■ Exercise instructions
Beginning at the top of the entries below, retype each line exactly until the line containing "Target: shrub" has been written out; include no pictures and no later lines.

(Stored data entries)
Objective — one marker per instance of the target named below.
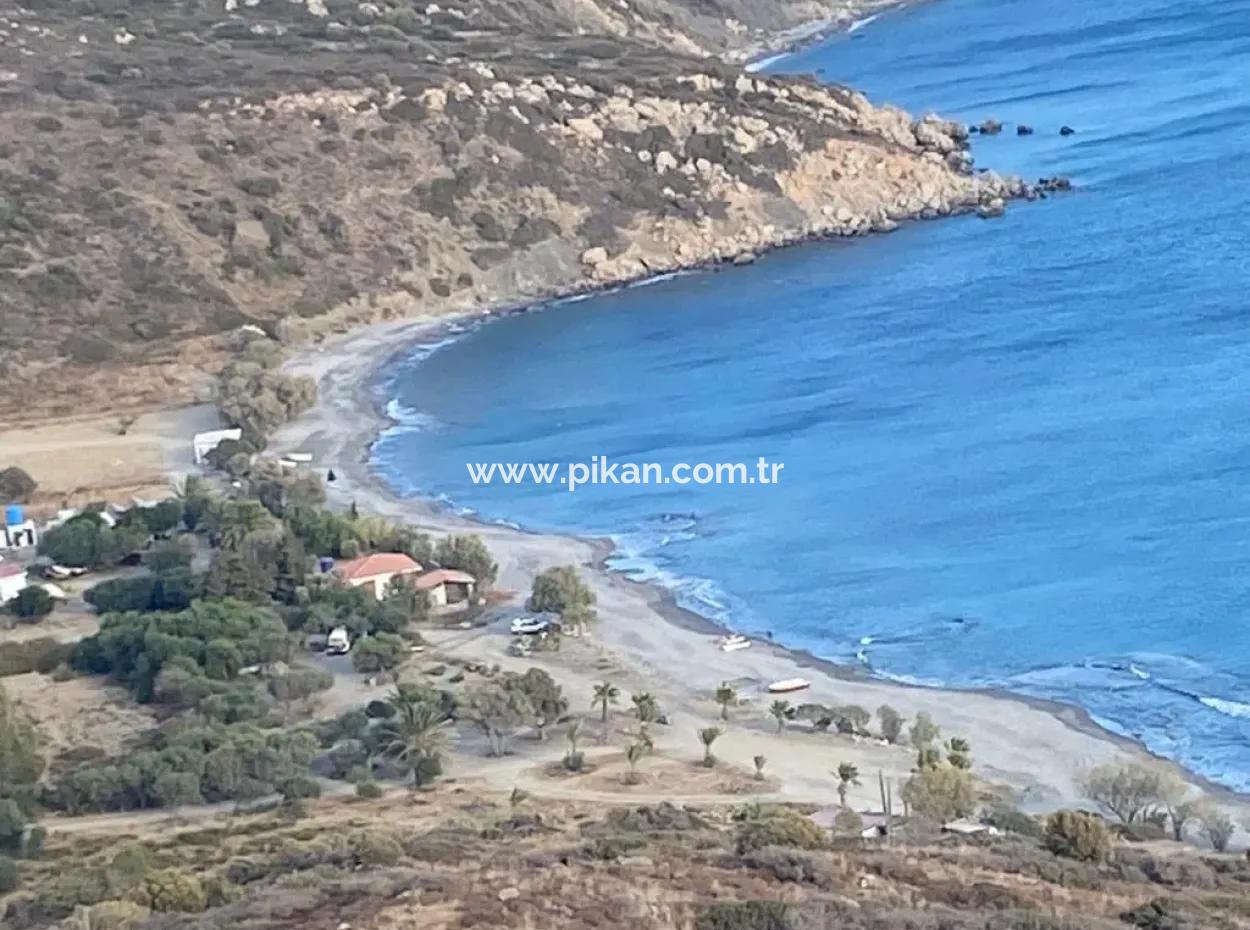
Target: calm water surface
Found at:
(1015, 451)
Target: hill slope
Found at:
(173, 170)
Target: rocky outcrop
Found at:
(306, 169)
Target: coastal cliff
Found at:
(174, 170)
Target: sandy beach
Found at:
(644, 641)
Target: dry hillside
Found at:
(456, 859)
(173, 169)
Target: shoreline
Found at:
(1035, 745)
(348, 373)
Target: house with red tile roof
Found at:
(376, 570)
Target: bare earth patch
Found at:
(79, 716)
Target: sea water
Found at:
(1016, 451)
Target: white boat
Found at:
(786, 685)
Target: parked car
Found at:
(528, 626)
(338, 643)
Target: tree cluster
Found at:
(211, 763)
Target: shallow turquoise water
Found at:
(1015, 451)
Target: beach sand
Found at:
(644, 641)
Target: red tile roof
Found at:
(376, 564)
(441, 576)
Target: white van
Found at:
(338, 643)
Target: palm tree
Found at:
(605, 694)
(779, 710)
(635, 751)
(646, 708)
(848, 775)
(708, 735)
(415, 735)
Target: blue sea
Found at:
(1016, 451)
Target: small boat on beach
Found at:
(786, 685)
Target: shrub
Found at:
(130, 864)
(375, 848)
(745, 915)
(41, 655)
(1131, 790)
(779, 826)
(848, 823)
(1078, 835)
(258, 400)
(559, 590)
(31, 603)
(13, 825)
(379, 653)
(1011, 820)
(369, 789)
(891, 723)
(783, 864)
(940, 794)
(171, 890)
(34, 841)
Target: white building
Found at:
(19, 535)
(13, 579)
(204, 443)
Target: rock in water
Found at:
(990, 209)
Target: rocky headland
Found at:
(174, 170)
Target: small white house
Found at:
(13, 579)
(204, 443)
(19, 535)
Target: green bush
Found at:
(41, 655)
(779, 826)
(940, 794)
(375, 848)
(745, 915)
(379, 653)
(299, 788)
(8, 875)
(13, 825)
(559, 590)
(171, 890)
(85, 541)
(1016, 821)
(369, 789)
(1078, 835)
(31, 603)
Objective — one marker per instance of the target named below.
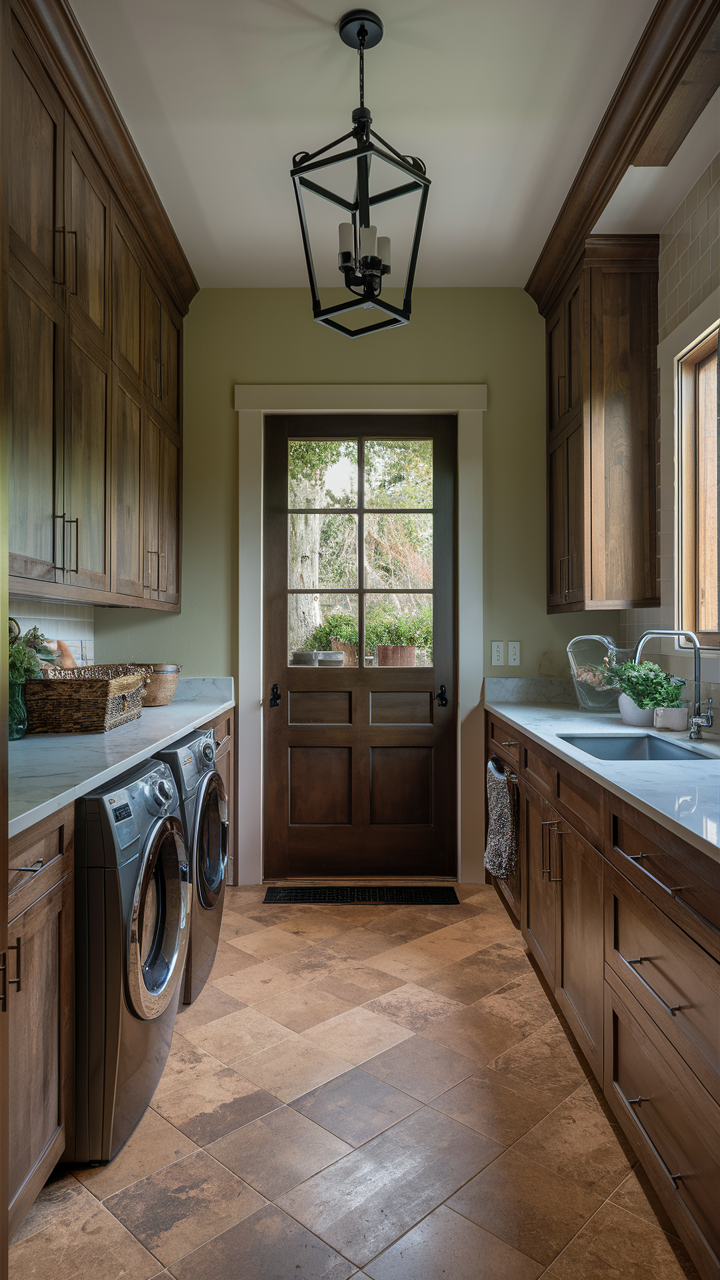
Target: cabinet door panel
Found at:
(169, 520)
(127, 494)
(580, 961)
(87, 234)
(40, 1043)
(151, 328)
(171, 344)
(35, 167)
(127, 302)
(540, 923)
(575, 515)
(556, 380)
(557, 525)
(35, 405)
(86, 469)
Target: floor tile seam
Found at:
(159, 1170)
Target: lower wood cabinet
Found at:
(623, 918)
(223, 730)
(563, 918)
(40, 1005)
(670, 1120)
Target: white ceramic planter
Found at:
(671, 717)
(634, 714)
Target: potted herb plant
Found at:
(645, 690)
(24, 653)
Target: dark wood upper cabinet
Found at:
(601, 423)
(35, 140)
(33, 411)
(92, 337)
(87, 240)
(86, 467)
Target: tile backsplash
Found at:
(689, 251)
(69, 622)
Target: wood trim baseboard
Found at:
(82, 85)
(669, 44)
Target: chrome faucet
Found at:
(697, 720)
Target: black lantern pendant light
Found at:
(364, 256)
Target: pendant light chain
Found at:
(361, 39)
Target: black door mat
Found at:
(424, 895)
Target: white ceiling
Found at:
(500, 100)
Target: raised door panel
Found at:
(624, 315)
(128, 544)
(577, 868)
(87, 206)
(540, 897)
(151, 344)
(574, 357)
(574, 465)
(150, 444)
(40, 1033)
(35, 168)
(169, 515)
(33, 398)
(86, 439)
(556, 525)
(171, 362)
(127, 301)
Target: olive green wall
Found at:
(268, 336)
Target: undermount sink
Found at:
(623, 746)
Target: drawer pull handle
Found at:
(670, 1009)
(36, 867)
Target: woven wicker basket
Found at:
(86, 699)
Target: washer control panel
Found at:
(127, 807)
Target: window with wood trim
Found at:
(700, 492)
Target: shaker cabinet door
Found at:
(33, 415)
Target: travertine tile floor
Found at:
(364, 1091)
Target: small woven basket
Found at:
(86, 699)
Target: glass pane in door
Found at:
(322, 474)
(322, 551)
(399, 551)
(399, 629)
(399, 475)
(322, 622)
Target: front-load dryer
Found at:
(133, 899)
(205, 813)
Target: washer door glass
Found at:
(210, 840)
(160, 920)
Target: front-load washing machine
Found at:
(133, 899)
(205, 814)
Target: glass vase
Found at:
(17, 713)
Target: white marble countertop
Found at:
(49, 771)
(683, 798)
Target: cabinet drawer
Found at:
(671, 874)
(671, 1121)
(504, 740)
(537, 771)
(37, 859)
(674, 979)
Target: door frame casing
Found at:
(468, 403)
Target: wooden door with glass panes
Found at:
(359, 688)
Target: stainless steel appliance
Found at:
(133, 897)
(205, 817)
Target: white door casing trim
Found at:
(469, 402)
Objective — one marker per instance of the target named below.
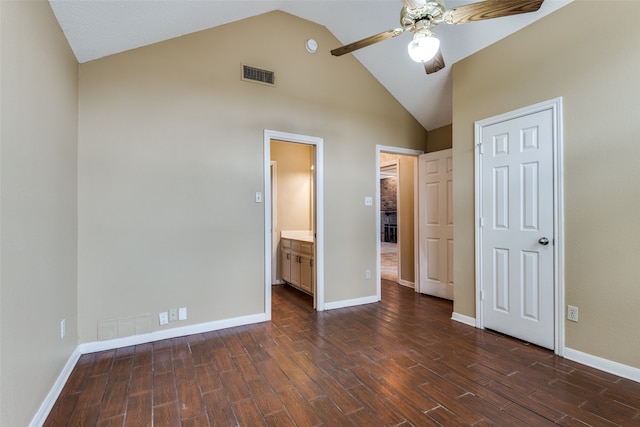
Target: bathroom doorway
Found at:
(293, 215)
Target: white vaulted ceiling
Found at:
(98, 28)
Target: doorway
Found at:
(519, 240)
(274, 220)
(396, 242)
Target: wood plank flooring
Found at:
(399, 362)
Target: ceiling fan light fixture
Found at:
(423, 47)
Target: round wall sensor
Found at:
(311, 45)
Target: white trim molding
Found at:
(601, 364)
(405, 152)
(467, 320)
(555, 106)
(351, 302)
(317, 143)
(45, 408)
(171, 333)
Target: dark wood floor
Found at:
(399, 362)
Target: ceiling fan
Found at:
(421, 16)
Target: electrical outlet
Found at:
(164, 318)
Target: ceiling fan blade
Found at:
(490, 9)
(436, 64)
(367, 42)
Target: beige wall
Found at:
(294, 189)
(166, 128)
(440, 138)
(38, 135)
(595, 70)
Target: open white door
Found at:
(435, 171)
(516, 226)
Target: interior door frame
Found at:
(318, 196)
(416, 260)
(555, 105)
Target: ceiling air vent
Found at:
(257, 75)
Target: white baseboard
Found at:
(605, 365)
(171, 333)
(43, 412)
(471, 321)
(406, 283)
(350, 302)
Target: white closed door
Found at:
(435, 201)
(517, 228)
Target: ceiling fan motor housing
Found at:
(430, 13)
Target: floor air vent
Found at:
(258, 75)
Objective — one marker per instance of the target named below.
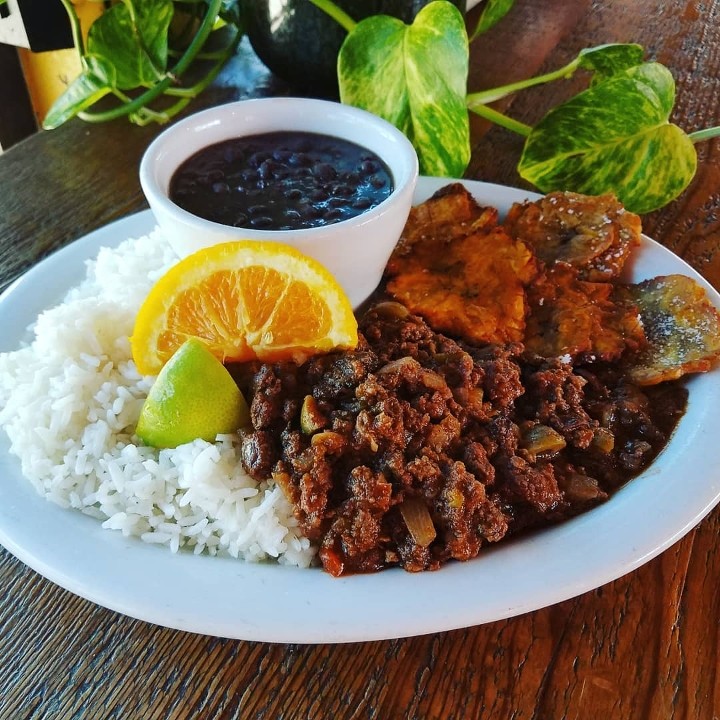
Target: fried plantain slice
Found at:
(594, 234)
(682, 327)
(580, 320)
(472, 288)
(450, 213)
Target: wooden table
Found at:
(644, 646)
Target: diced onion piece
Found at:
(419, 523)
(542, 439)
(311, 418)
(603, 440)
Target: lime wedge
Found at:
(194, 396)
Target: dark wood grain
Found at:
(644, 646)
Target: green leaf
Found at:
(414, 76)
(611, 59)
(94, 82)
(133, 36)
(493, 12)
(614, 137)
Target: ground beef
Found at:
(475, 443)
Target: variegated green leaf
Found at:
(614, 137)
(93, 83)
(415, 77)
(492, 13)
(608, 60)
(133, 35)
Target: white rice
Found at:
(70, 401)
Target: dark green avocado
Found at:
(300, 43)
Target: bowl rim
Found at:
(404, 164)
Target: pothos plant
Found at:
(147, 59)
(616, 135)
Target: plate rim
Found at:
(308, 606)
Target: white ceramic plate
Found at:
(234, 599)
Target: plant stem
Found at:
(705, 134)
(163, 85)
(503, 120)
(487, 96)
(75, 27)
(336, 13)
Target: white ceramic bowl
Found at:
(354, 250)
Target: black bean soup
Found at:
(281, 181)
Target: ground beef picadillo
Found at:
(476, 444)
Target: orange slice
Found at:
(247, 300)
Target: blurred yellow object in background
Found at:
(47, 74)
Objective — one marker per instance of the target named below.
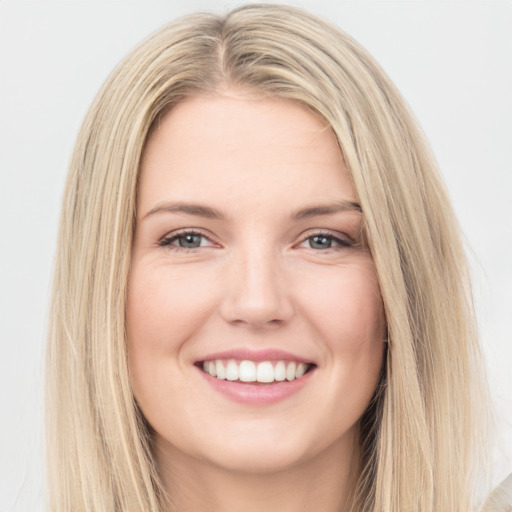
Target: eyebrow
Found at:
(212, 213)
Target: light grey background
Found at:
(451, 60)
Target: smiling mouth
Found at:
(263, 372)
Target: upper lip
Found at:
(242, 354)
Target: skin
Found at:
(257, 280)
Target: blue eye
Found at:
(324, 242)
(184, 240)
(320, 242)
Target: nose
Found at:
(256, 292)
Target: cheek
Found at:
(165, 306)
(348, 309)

■ Completed exercise
Objective — one marker per instance of the target named below.
Target: calm water surface
Found at:
(1015, 451)
Target: hill slope
Found at:
(173, 170)
Target: rocky outcrop
Found at:
(306, 169)
Target: coastal cliff
Found at:
(174, 170)
Target: sandy beach
Found at:
(644, 641)
Target: dry hillside
Found at:
(456, 859)
(173, 169)
Target: shoreline
Found at:
(1035, 745)
(348, 373)
Target: house with red tile roof
Found at:
(376, 570)
Target: bare earth patch
Found at:
(79, 716)
Target: sea water
Found at:
(1016, 451)
Target: white boat
Found at:
(786, 685)
Target: parked car
Found at:
(528, 626)
(338, 643)
Target: tree cluster
Found at:
(211, 763)
Target: shallow turquoise water
Found at:
(1015, 451)
Target: beach sand
Found at:
(644, 641)
Target: red tile roof
Found at:
(376, 564)
(441, 576)
Target: white van
Found at:
(338, 643)
Target: palm tree
Found at:
(605, 694)
(779, 710)
(635, 751)
(646, 708)
(848, 775)
(708, 735)
(415, 735)
Target: blue sea
Found at:
(1016, 451)
Target: small boat on beach
Found at:
(786, 685)
Target: shrub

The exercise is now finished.